**Problem to work on**
Lay out all the rows below as a two-column CSV with the headers instruction and points. Give one line per row, with its text and its full answer each in a single quoted field, line breaks turned into spaces, and leave out the pictures.

**The data**
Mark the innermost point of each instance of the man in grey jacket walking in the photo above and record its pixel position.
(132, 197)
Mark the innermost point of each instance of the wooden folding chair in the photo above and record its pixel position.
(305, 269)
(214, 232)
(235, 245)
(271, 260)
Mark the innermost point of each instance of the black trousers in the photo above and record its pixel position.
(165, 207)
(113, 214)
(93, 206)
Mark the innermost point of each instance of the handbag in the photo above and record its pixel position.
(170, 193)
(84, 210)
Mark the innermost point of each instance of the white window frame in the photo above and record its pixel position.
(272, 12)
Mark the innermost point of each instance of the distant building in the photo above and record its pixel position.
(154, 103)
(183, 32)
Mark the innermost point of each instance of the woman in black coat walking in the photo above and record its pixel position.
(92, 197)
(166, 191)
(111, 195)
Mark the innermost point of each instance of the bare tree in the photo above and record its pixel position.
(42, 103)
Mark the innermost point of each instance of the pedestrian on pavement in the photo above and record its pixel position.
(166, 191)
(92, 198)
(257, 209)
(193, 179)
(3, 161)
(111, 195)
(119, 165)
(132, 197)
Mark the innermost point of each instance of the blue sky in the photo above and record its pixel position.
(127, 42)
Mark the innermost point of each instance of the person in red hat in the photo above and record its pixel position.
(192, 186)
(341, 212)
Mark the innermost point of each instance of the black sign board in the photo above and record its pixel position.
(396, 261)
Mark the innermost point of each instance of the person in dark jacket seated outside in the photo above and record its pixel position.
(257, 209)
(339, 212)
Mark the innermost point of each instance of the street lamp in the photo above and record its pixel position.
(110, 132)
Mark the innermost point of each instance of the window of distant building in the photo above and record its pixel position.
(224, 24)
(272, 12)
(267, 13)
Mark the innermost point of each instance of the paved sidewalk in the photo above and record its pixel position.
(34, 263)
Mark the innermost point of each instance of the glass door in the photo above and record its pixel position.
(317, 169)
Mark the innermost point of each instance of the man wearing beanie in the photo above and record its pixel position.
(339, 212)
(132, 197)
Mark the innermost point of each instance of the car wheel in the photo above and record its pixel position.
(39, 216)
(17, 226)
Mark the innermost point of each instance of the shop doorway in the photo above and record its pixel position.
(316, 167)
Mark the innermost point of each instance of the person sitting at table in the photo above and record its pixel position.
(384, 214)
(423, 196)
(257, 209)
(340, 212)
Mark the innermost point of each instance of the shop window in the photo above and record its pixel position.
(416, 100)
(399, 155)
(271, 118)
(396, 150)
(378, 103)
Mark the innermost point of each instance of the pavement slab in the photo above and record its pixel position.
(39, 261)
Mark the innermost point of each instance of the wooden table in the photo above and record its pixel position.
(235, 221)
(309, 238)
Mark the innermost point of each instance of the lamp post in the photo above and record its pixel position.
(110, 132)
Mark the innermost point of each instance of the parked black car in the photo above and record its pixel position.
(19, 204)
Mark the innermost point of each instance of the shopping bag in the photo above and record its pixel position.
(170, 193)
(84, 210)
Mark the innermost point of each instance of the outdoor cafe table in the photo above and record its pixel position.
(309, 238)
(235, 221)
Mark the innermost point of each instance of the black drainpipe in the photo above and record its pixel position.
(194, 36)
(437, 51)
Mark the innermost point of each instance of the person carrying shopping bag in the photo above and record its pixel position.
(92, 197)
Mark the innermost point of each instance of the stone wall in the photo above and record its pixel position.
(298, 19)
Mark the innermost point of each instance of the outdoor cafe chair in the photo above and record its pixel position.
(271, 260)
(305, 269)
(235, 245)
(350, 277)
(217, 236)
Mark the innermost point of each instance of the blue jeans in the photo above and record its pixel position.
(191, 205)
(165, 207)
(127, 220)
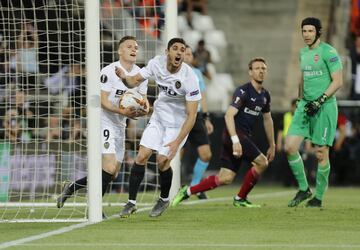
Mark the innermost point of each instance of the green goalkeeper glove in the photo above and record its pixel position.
(312, 107)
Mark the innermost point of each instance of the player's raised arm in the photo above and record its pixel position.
(129, 81)
(106, 104)
(191, 112)
(269, 130)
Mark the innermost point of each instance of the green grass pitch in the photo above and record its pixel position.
(213, 224)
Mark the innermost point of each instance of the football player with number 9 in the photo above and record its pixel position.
(113, 116)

**Answer to this exercise**
instruction,points
"Mark the innermost point of each instance of the man in grey jacket walking in the photo above and record its pixel position.","(132, 197)"
"Mark the innermost point of each instance of the wooden folding chair in the photo above and record its pixel position.","(305, 269) (214, 232) (235, 245) (271, 260)"
"Mark the innermost point of each instance of the black trousers in the photo above and record its pixel position.","(165, 207) (113, 214) (93, 206)"
"Mark the innermost point of each instance of the handbag in the photo above and record its pixel position.","(170, 193) (84, 210)"
"Mark the innermost point of each instance of the white window frame in the photo above and record its pixel position.","(272, 12)"
"Mark the innermost point of each instance of the distant building in the photo above and record its pixel position.","(154, 103) (183, 32)"
"Mark the innermost point of each instance of the woman in black coat walking in the photo above and record its pixel position.","(92, 197) (166, 191) (111, 195)"
"Mark the innermost point of each instance of the bare tree in the photo above and record its pixel position.","(42, 103)"
"Mark the innermost point of each instance of the pedestrian on pavement in the photo above and record its pixel position.","(166, 191) (92, 198) (257, 209) (193, 179) (3, 161) (111, 195) (119, 165) (132, 197)"
"Mark the innermost point of each instance of the blue sky in the photo above and record its pixel position.","(127, 42)"
"Mark the innermost point of each instance of the person in red hat in the photo above and record its pixel position.","(192, 186) (341, 212)"
"Mark the innermost point of each instance of the black sign board in the photo above and record its pixel position.","(396, 261)"
"Mark the innermost point of each instance of the person in dark jacket seated outside in the photo above and record its pixel position.","(257, 209) (339, 212)"
"Mark the innermost point of each instance of the street lamp in the photo above and record its pixel position.","(110, 132)"
"Mark the innermost point of each instance of the window of distant building in the photo above and record its pixel position.","(224, 24) (272, 12) (267, 13)"
"Mark the innermost point of each instance of the paved sidewalk in the photo above and record its pixel position.","(34, 263)"
"Mark the innermost point of each instance of the glass door in the photo above and record its pixel position.","(317, 169)"
"Mark the innermost point of each instance of the man wearing beanie in the photo above and record its pixel position.","(339, 212) (132, 197)"
"Mark the innermost point of each instance of the car wheel in the photo above and record its pixel position.","(39, 216) (17, 226)"
"Mark the innermost point of each instance of the shop doorway in the photo above and record its pixel position.","(316, 167)"
"Mark the innermost point of each instance of the person sitting at table in the photo above and record its pixel position.","(384, 214) (423, 196) (257, 209) (340, 212)"
"Mark the innermost point of each instance of the shop window in the photo above and record its pixel position.","(416, 100) (399, 155) (271, 118) (396, 150) (378, 103)"
"Mark the innermost point of each instance of the pavement slab in the photo above and record its pixel position.","(39, 261)"
"Mark the innermost point of each instance of the wooden table in the photo above and record its pixel position.","(235, 221) (309, 238)"
"Mark the innermost point of each instance of the lamp post in the photo above and record its pixel position.","(110, 132)"
"Mark the innermost point of each instance of the parked black car in the photo above and record its pixel position.","(19, 204)"
"Mark the innermost point of each instance of the shopping bag in the photo above and record its pixel position.","(170, 193) (84, 210)"
"Mark the innermost point of each instance of the outdoor cafe table in the photo above and record its pixel position.","(309, 238) (235, 221)"
"Mark the innermost point of each instance of the black drainpipe in the photo above and record its pixel position.","(194, 36) (437, 51)"
"Mark the innermost point of each instance of the person carrying shopping bag in the photo above and record its pixel position.","(92, 197)"
"Mark the innermost point of each instance of the stone wall in the photo above and record its pixel position.","(298, 19)"
"Mark the innermost point of each instance of the outdoor cafe chair in the photo above and record its pixel position.","(271, 260) (305, 269) (235, 245) (350, 277) (217, 236)"
"Mark the innermost point of each instance of the blue jeans in the photo above and record its pixel position.","(191, 205) (165, 207) (127, 220)"
"Mark the innermost point of each instance of the green goalkeeper glove in the photo above and record its pixel position.","(312, 107)"
"Mark the innermost point of each instance of the player's raised arm in the photo above and record its pixel position.","(129, 81) (106, 104) (191, 112) (269, 130)"
"Mark the innermost point of each instance of the green grass pitch in the photo above and record its pixel position.","(213, 224)"
"Mark the innermost point of each instance of the football player with number 9 in the photo above and record its pixel position.","(113, 116)"